PROVIDED RECORDS:
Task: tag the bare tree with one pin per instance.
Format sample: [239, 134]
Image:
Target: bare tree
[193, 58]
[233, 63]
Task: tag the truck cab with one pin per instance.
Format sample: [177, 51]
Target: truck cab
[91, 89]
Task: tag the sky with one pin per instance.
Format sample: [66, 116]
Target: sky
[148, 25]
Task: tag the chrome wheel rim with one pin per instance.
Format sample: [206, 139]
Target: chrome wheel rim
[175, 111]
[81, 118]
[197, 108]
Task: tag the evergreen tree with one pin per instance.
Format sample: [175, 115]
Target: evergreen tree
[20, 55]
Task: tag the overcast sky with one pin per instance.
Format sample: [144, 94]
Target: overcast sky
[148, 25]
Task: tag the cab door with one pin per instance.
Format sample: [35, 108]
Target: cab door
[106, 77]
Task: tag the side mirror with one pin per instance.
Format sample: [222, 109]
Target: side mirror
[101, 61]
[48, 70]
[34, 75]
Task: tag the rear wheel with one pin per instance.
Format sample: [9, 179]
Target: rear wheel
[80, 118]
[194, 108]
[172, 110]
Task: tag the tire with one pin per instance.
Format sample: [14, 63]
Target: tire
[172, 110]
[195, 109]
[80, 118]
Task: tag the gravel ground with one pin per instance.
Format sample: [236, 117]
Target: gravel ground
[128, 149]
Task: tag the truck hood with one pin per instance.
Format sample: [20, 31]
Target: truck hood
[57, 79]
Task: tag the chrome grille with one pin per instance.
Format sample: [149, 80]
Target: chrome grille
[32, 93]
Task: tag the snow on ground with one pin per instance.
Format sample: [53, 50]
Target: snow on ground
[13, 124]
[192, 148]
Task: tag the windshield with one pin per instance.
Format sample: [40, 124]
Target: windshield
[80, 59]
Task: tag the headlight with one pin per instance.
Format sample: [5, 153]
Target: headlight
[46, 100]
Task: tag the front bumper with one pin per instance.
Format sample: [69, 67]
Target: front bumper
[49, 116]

EXERCISE:
Copy out all of the records above again, changing every "pin" to "marker" and keeping everything else identical.

SOLUTION FOR THIS PROBLEM:
Task: tag the bare tree with one marker per instance.
Format sample: [239, 134]
Image:
Target: bare tree
[193, 58]
[233, 63]
Task: tag the truck cab with one marker per instance.
Format sample: [177, 51]
Target: truck cab
[91, 89]
Task: tag the sky with one marker per instance.
Format sample: [66, 116]
Target: sky
[148, 25]
Task: tag the chrome wheel rim with one marker per instance.
Format sample: [206, 139]
Target: chrome wheel rim
[175, 111]
[81, 118]
[197, 108]
Task: tag the evergreen tree with one marker per instance.
Format sample: [175, 115]
Target: evergreen tree
[20, 55]
Task: tag the overcast sky with one marker per instance.
Format sample: [144, 94]
Target: overcast sky
[148, 25]
Task: tag the cab door with one marker per instance.
Format sample: [35, 108]
Target: cab door
[106, 77]
Task: tag the side mirror with one marker per instance.
Format sample: [222, 109]
Target: side mirror
[101, 61]
[48, 70]
[34, 75]
Task: tag the rear wheel with one marker per instance.
Format sample: [9, 179]
Target: rear wheel
[80, 118]
[194, 108]
[172, 110]
Task: tag the tire with one marker per instance.
Format sample: [14, 63]
Target: tire
[172, 110]
[195, 109]
[80, 118]
Task: tag the gravel ground with one marker per instance.
Format sample: [236, 117]
Target: gravel ground
[128, 149]
Task: tag the truck hood with one marker per instance.
Format sample: [20, 31]
Target: truck hood
[57, 79]
Task: tag the chrome grille with one marker per instance.
Format sample: [149, 80]
Target: chrome grille
[32, 93]
Task: tag the snow on ground with one marker per instance.
Format sample: [53, 50]
Target: snow on ground
[13, 124]
[192, 148]
Task: tag the windshield with one marker per instance.
Format sample: [40, 124]
Target: windshield
[80, 59]
Task: tag the headlight with one marker per instance.
Format sample: [5, 153]
Target: headlight
[46, 100]
Task: tag the front bumper with one marker per instance.
Format sample: [69, 67]
Target: front bumper
[49, 116]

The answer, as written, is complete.